Stated goal. Please quote the items from the line containing "of the window" to the line containing "[[90, 148], [128, 215], [175, 133], [157, 199]]", both included, word for word and with nothing else.

Dataset content.
=-=-=

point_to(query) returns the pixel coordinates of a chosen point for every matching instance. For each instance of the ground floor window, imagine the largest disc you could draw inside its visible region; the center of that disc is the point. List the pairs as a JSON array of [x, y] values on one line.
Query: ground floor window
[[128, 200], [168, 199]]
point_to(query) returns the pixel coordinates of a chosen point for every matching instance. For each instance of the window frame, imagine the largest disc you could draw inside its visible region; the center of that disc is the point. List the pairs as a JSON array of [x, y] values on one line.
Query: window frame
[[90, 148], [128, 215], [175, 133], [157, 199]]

=-=-=

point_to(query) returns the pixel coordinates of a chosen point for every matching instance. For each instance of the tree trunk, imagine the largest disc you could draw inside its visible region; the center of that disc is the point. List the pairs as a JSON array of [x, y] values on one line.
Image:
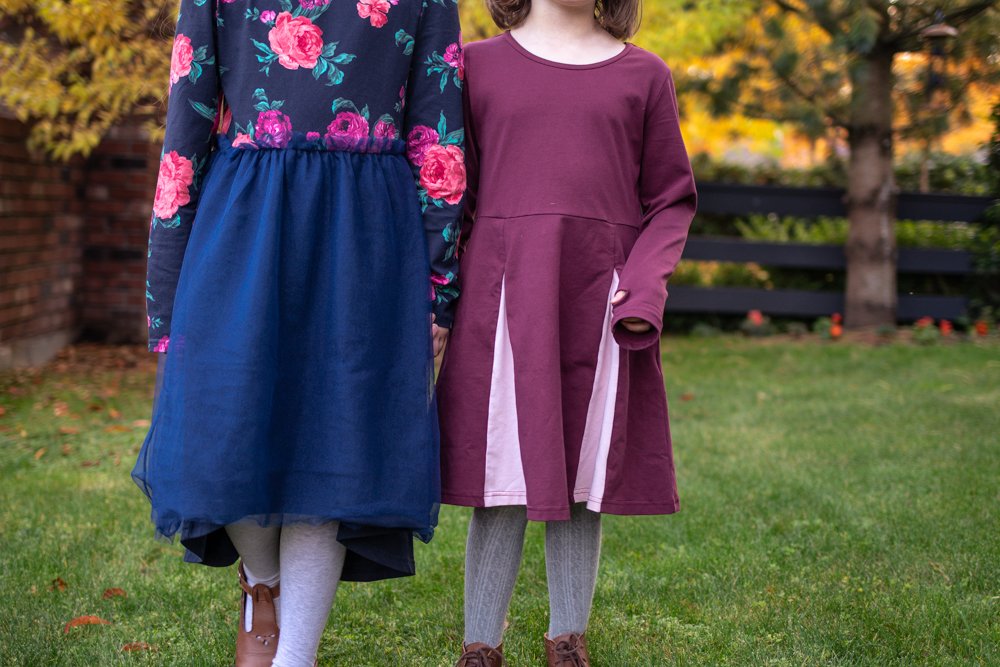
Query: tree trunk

=-=-=

Written response.
point_to(query) returns the pixel coordinates of a chosen point for every matching instance. For each instance of the window frame, imagine the largest disc you could draw inside its visible region; the center of that disc is the point. List the pairs as a JSON array of [x, y] values on one line.
Query: window frame
[[90, 148], [128, 215], [175, 133], [157, 199]]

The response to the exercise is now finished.